TASK TO CARRY OUT:
Filter the records and copy out every line that contains the word "outline".

RECORDS FOR PROCESSING:
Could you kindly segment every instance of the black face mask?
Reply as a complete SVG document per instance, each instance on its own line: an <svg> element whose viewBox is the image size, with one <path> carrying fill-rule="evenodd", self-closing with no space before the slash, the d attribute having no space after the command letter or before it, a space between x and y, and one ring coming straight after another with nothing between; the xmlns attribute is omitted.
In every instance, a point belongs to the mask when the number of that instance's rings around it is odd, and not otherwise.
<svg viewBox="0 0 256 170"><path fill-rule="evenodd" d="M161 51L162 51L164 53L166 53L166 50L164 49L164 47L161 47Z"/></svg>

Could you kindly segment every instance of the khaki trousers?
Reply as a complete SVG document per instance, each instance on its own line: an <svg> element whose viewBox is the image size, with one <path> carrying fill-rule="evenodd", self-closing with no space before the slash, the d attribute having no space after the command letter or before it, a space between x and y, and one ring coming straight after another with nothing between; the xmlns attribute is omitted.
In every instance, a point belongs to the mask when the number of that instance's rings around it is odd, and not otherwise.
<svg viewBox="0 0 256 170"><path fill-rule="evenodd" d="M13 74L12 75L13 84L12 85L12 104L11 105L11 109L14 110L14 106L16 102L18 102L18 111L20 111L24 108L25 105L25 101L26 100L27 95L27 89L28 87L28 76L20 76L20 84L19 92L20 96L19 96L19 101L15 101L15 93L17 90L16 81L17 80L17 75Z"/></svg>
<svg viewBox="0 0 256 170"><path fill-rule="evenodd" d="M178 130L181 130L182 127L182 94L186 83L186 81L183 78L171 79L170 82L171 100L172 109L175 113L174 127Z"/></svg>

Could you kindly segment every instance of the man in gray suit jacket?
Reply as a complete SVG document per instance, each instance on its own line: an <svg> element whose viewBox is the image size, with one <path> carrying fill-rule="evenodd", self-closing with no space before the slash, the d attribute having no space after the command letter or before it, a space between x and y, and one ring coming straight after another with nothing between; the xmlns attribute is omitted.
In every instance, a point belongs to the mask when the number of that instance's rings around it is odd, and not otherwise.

...

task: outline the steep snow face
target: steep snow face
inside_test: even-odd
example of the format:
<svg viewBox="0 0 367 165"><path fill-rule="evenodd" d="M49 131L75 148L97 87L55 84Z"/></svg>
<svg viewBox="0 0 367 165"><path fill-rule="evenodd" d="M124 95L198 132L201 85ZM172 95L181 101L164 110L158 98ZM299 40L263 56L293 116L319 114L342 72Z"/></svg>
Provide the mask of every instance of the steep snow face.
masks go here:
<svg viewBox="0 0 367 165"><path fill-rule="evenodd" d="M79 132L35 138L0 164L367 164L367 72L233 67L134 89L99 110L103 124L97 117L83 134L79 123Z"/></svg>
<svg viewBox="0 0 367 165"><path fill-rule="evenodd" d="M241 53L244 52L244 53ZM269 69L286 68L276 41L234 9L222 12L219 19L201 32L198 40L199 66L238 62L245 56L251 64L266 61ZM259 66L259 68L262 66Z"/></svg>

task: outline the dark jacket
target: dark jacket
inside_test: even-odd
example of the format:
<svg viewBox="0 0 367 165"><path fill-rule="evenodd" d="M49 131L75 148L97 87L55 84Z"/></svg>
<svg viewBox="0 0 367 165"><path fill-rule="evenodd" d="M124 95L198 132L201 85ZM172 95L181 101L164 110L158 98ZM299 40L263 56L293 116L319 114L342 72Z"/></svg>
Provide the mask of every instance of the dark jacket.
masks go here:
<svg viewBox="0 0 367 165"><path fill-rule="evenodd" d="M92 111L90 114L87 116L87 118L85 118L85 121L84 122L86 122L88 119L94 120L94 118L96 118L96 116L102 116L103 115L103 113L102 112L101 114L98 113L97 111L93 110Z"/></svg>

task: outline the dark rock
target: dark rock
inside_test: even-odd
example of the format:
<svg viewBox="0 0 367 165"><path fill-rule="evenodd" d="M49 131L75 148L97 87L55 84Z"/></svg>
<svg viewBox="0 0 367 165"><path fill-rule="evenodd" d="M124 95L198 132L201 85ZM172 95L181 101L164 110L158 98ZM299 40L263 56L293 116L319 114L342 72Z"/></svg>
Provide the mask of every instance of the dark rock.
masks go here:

CORRECT RESPONSE:
task: outline the steep snow face
task: outline the dark jacket
task: outline the dark rock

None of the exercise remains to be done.